SELECTED PASSAGE
▼▼▼
This day be bread and peace my lot.
Alexander Pope

How can a nation be great if its bread tastes like Kleenex?

Julia Child

Everyone is kneaded out of the same dough but not baked in the same oven.
Yiddish proverb
(And some are only half baked.)

There is no love sincerer than the love of food.
George Bernard Shaw, via Sharon

Of all smells, bread; of all tastes, salt.
George Herbert

Thursday, September 15, 2011

Apple and Honey Whole Grain Challah and Sweet Potato and Spelt Bread (41 of 42)


The Color Purple: Royal Burgundy Beans and Cosmic Purple Carrot

This time out we are doing Apple and Honey Whole Grain Challah and Sweet Potato and Spelt Bread.  The recipe for the Apple and Honey Whole Grain Challah includes, not surprisingly, diced apples and honey.  The dough is also enriched with oil and eggs (I used egg substitute).   The recipe suggested Braeburn apples, which we like a lot, but those are not in season here yet, so we made do with what was available at the farm stand.  The recipe directs us to shape the challah as a turban, but at least for my skill level the directions in the recipe were a bit sketchy.  Fortunately, Jeff had posted some pictures of the process at Challah done two ways from the same dough and these helped immensely--at least as to the theory if not as to the execution.  

My loaf started looking somewhat turbanesque










But as it rose, and spread, it became decidedly more beret-like






 



It baked up fine, however. 

 As an enriched bread the loaf was nice and tender and it tasted very good.  We would definitely recommend this bread, Judy. 
 



 As you can see, I may not have diced the apples finely enough, but the chunks were nice in the finished product.



Next we moved from apples to sweet potatoes.  And spelt.  From previous posts (Olive Spelt Bread and Roasted Garlic Bread) we know that spelt is basically an heirloom wheat grown mostly in Europe for livestock feed.   Like many of the other less common grains we have used, spelt is hardy and can be grown in difficult conditions.

As for Sweet Potatoes, they seem to suffer from a bit of an identity crisis.  Sometimes they are called sweet potatoes and sometimes they are called yams.  There also appears to be somewhat of a regional convention.  Our daughter Ellen is a graduate of Clemson in South Carolina.  She observed that when you simply asked for a "potato" there, you got a sweet potato.  To get what she considered to be the "default potato" she needed to specify an Irish Potato.

Wikipedia offers that "[t]he softer, orange variety is often called a yam in parts of North America, a practice intended to differentiate it from the firmer and more nutritious variety of sweet potato that is beige on the outside and yellow on the inside."  But, as Wikipedia notes, "yam" is also a tuber "which is native to Africa and Asia and belongs to the monocot family Dioscoreaceae." (This is as opposed to the sweet potato which the article notes "is a dicotyledonous plant that belongs to the family Convolvulaceae.")  The African/Asian yams "can grow up to 1.5 m (4.9 ft) in length and weigh up to 70 kg (154 lb)."  Good thing the recipe specified one large sweet potato rather than one large yam!   According to Wikipedia, "[t]o prevent confusion, the United States Department of Agriculture requires sweet potatoes labeled as 'yams' to be labeled also as 'sweet potatoes'."   Well, as usual, the government has fixed everything.
▲▲▲
TASKS TO COMPLETE
1 – Reproduce the records verbatim, every line of them, and omit the pictures from your copy.
2 – Extend the bread-baking blog post, picking up after its final sentence.

INPUT FOR THIS TASK
▼▼▼
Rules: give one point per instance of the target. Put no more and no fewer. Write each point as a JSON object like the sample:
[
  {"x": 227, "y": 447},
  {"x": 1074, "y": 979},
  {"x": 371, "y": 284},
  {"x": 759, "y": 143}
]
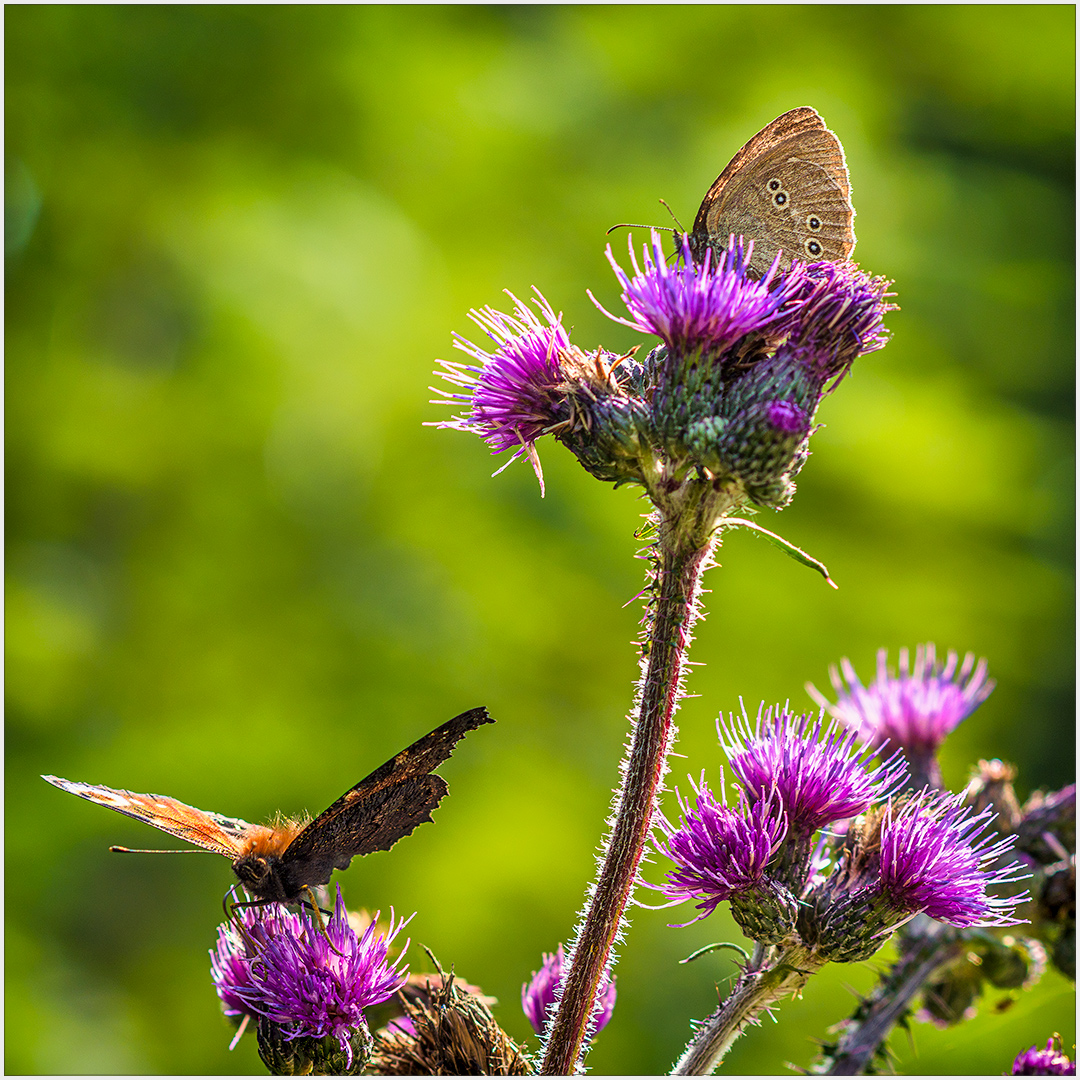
▲▲▲
WRITTEN RESPONSES
1 –
Rules: give one point per instance of the target. Put no more and no fewer. Write each point as a JSON object like the sample:
[
  {"x": 227, "y": 447},
  {"x": 1074, "y": 979},
  {"x": 371, "y": 284},
  {"x": 759, "y": 143}
]

2 –
This bread was pretty straight forward--just a basic dough using spelt and AP flour.  The only addition was a shredded sweet potato.  My sweet potato was orange on the inside, (it should have had a sign stating "I yam what I yam") and I shredded it with the skin on to preserve nutrients.

Instead of forming an oval loaf as the recipe suggested I baked it as a boule.  I formed it into a ball and placed it in my frozen whipped topping container couche lined with parchment paper.  Then I covered it with a recycled hotel shower cap and let it rise. 


We spare no expense in pursuit of HB in 5 excellence.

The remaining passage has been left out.